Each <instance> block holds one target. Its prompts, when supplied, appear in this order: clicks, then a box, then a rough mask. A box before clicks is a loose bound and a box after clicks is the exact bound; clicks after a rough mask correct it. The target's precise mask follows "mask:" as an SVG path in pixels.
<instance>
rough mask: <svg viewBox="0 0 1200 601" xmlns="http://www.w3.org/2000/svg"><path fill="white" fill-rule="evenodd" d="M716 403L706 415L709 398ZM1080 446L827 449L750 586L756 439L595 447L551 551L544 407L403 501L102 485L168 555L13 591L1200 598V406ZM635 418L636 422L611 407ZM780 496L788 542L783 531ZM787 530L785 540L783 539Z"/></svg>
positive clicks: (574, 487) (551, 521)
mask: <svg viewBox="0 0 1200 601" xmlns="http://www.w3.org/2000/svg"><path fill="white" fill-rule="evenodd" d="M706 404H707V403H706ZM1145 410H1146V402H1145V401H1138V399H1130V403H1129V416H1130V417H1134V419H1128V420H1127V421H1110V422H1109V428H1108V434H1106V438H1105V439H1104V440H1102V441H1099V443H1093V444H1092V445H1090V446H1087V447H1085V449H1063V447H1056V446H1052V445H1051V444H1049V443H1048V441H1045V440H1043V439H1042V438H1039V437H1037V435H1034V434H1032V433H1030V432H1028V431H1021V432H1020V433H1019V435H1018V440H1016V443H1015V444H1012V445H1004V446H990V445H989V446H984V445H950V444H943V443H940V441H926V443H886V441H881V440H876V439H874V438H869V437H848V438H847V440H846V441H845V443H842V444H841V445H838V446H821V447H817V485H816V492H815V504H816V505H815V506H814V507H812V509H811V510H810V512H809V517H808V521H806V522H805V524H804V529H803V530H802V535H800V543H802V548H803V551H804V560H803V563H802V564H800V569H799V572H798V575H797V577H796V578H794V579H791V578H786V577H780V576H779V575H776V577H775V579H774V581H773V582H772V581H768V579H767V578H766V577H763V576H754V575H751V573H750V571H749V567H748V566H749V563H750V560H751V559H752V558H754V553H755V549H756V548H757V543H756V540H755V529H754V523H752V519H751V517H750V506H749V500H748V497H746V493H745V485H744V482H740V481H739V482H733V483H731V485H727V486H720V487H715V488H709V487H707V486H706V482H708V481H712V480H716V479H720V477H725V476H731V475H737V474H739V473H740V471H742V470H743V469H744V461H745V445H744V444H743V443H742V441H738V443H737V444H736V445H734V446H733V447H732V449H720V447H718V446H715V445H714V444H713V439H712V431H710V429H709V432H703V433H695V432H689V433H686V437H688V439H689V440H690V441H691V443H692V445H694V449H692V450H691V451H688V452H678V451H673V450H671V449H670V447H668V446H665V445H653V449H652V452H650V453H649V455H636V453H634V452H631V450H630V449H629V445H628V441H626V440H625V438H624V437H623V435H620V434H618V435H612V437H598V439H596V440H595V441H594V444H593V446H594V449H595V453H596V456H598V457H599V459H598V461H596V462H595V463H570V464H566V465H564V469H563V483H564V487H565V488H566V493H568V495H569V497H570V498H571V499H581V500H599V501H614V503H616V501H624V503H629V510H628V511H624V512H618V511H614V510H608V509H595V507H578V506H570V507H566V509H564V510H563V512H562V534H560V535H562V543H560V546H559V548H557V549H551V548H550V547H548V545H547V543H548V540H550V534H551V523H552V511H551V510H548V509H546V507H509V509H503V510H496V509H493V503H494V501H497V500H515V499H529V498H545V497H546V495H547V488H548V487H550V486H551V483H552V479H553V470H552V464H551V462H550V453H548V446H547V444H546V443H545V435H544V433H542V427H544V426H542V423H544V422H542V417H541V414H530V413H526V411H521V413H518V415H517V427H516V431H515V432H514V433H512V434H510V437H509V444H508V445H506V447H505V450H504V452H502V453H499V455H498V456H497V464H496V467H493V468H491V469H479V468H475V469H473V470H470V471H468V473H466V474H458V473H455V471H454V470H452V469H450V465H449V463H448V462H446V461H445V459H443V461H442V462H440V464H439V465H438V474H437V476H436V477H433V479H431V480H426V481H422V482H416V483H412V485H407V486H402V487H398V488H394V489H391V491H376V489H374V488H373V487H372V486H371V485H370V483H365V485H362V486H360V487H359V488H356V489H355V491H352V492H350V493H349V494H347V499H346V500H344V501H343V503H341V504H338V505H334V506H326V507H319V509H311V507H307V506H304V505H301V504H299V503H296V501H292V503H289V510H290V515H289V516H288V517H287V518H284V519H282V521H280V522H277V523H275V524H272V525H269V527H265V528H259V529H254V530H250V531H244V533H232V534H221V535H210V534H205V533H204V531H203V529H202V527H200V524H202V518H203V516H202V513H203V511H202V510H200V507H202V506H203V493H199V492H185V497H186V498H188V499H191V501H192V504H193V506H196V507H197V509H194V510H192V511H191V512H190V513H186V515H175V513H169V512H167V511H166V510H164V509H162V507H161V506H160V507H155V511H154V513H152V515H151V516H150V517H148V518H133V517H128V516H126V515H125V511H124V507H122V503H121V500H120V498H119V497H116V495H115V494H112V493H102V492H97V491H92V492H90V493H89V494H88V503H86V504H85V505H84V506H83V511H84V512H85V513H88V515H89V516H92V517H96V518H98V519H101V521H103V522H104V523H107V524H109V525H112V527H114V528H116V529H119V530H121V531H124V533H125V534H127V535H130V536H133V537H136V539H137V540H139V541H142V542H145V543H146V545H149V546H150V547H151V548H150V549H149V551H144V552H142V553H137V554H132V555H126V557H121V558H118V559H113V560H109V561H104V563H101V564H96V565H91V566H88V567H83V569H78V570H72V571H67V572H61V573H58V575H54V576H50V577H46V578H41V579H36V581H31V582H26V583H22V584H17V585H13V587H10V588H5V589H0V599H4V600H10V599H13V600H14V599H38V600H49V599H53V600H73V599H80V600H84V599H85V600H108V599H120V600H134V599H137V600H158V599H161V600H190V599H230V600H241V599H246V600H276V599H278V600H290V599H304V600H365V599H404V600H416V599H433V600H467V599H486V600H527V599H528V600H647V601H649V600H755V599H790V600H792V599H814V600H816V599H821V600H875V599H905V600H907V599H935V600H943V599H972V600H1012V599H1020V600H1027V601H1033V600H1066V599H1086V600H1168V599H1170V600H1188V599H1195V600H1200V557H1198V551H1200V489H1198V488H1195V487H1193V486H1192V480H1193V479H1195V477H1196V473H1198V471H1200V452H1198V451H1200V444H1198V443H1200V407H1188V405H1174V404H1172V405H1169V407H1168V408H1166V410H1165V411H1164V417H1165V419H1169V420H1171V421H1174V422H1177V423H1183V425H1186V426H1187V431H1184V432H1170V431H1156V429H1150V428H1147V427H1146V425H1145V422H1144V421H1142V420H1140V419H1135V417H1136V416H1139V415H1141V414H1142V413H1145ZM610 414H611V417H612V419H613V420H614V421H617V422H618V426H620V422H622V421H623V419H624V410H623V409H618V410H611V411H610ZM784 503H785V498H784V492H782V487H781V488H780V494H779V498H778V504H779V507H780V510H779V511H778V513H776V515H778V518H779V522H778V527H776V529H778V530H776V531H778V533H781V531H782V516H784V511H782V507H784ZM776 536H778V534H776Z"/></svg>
· · · · ·
→ WORK REQUEST:
Reproduce every item above verbatim, line by line, with no changes.

→ OUTPUT:
Each <instance> block holds one target. Its prompts, when supplied, appear in this order: clicks, then a box, then a rough mask. A box before clicks is a loose bound and a box after clicks is the exact bound; clicks after a rough mask correct it. The target's precise mask follows "mask:" as an SVG path in pixels.
<instance>
rough mask: <svg viewBox="0 0 1200 601" xmlns="http://www.w3.org/2000/svg"><path fill="white" fill-rule="evenodd" d="M716 403L706 415L709 398ZM1080 446L827 449L750 586L756 439L595 447L551 551L544 407L403 501L102 485L168 555L13 591L1200 598V406ZM635 418L636 422L611 407ZM780 496L788 542L783 531ZM787 530L785 540L783 539Z"/></svg>
positive clicks: (574, 487) (551, 521)
mask: <svg viewBox="0 0 1200 601" xmlns="http://www.w3.org/2000/svg"><path fill="white" fill-rule="evenodd" d="M706 404H707V403H706ZM1145 410H1146V402H1145V401H1138V399H1130V403H1129V416H1130V417H1134V419H1128V420H1127V421H1110V422H1109V428H1108V434H1106V438H1105V439H1104V440H1102V441H1099V443H1093V444H1092V445H1090V446H1087V447H1085V449H1063V447H1056V446H1052V445H1051V444H1049V443H1048V441H1045V440H1043V439H1042V438H1039V437H1037V435H1034V434H1032V433H1030V432H1028V431H1021V432H1020V433H1019V435H1018V440H1016V443H1015V444H1012V445H1004V446H990V445H989V446H984V445H950V444H943V443H940V441H926V443H886V441H881V440H876V439H874V438H869V437H848V438H847V440H846V441H845V443H842V444H841V445H838V446H821V447H817V485H816V492H815V504H816V505H815V506H814V507H812V509H811V510H810V512H809V517H808V521H806V522H805V524H804V529H803V530H802V535H800V543H802V548H803V551H804V560H803V563H802V564H800V569H799V572H798V575H797V577H796V578H794V579H791V578H786V577H780V576H779V575H776V577H775V579H774V581H773V582H772V581H768V579H767V578H766V577H763V576H754V575H751V573H750V571H749V567H748V566H749V563H750V560H751V559H752V558H754V553H755V549H756V548H757V543H756V540H755V529H754V523H752V519H751V517H750V506H749V500H748V497H746V493H745V485H744V482H740V481H739V482H733V483H731V485H727V486H720V487H715V488H709V487H707V486H706V482H708V481H712V480H716V479H720V477H725V476H731V475H737V474H739V473H740V471H742V470H743V469H744V461H745V445H744V444H743V443H742V441H738V443H737V444H736V445H734V446H733V447H732V449H720V447H718V446H715V445H714V444H713V439H712V431H710V429H709V432H703V433H695V432H689V433H686V437H688V439H689V440H690V441H691V443H692V445H694V449H692V450H691V451H688V452H678V451H673V450H671V449H670V447H668V446H665V445H653V449H652V452H650V453H649V455H636V453H634V452H631V450H630V449H629V445H628V441H626V440H625V438H624V437H623V435H620V434H618V435H612V437H598V439H596V440H595V441H594V444H593V446H594V449H595V453H596V456H598V457H599V459H598V461H596V462H595V463H570V464H566V465H564V469H563V483H564V487H565V488H566V493H568V495H569V497H570V498H571V499H581V500H599V501H614V503H616V501H624V503H629V510H628V511H624V512H618V511H614V510H608V509H595V507H578V506H570V507H566V509H564V510H563V512H562V534H560V535H562V543H560V546H559V548H557V549H551V548H550V547H548V545H547V543H548V540H550V534H551V523H552V511H551V510H548V509H546V507H509V509H503V510H496V509H493V503H494V501H497V500H515V499H529V498H545V497H546V495H547V488H548V487H550V486H551V483H552V479H553V470H552V464H551V462H550V453H548V446H547V444H546V443H545V435H544V433H542V427H544V426H542V423H544V422H542V417H541V414H530V413H526V411H521V413H518V415H517V427H516V431H515V432H514V433H512V434H510V437H509V444H508V445H506V447H505V450H504V452H502V453H499V455H498V456H497V464H496V467H493V468H491V469H479V468H475V469H473V470H470V471H468V473H466V474H458V473H455V471H454V470H452V469H450V465H449V463H448V462H446V461H445V459H443V461H442V462H440V464H439V465H438V474H437V476H436V477H433V479H431V480H426V481H422V482H416V483H412V485H407V486H402V487H398V488H394V489H391V491H376V489H374V488H373V487H372V486H371V485H370V483H365V485H362V486H360V487H359V488H356V489H355V491H352V492H350V493H349V494H347V499H346V500H344V501H343V503H341V504H338V505H334V506H326V507H319V509H311V507H307V506H304V505H301V504H299V503H296V501H292V503H289V510H290V515H289V516H288V517H287V518H284V519H282V521H280V522H277V523H275V524H272V525H269V527H265V528H259V529H254V530H250V531H244V533H232V534H221V535H210V534H205V533H204V531H203V529H202V527H200V524H202V518H203V516H202V513H203V511H202V510H200V507H202V506H203V493H199V492H185V497H186V498H188V499H191V501H192V504H193V506H196V507H197V509H194V510H192V511H191V512H190V513H186V515H175V513H169V512H167V511H166V510H164V509H162V507H161V506H160V507H155V511H154V513H152V515H151V516H150V517H148V518H133V517H128V516H126V515H125V511H124V507H122V503H121V500H120V498H119V497H116V495H115V494H112V493H102V492H97V491H92V492H90V493H89V494H88V503H86V504H85V505H84V506H83V511H84V512H85V513H88V515H89V516H92V517H96V518H98V519H101V521H103V522H104V523H107V524H109V525H112V527H114V528H116V529H119V530H121V531H124V533H125V534H127V535H130V536H133V537H136V539H137V540H139V541H142V542H145V543H146V545H149V546H150V547H151V548H150V549H149V551H144V552H142V553H137V554H132V555H126V557H121V558H118V559H113V560H109V561H104V563H101V564H96V565H91V566H88V567H83V569H78V570H72V571H67V572H61V573H58V575H54V576H50V577H46V578H41V579H36V581H31V582H26V583H22V584H17V585H13V587H10V588H5V589H0V599H4V600H10V599H13V600H14V599H38V600H49V599H53V600H73V599H80V600H84V599H85V600H108V599H120V600H134V599H137V600H158V599H161V600H190V599H230V600H241V599H246V600H276V599H278V600H290V599H304V600H365V599H404V600H416V599H433V600H467V599H486V600H527V599H528V600H647V601H649V600H755V599H790V600H792V599H814V600H816V599H821V600H875V599H905V600H907V599H935V600H943V599H972V600H1012V599H1020V600H1027V601H1033V600H1066V599H1086V600H1168V599H1170V600H1188V599H1195V600H1200V557H1198V551H1200V489H1198V488H1195V487H1193V486H1192V480H1193V479H1195V477H1196V473H1198V471H1200V452H1198V451H1200V444H1198V443H1200V407H1188V405H1174V404H1172V405H1169V407H1168V408H1166V410H1165V411H1164V417H1165V419H1169V420H1171V421H1174V422H1177V423H1183V425H1186V426H1187V431H1184V432H1170V431H1156V429H1150V428H1147V427H1146V425H1145V422H1144V421H1142V420H1140V419H1135V417H1136V416H1139V415H1141V414H1142V413H1145ZM610 414H611V417H612V419H613V420H614V421H617V422H618V426H620V422H622V421H623V419H624V410H623V409H618V410H611V411H610ZM784 503H785V498H784V492H782V487H781V488H780V494H779V498H778V504H779V507H780V510H779V511H778V513H776V515H778V518H779V522H778V527H776V529H778V530H776V531H778V533H781V531H782V516H784V511H782V507H784ZM776 536H778V534H776Z"/></svg>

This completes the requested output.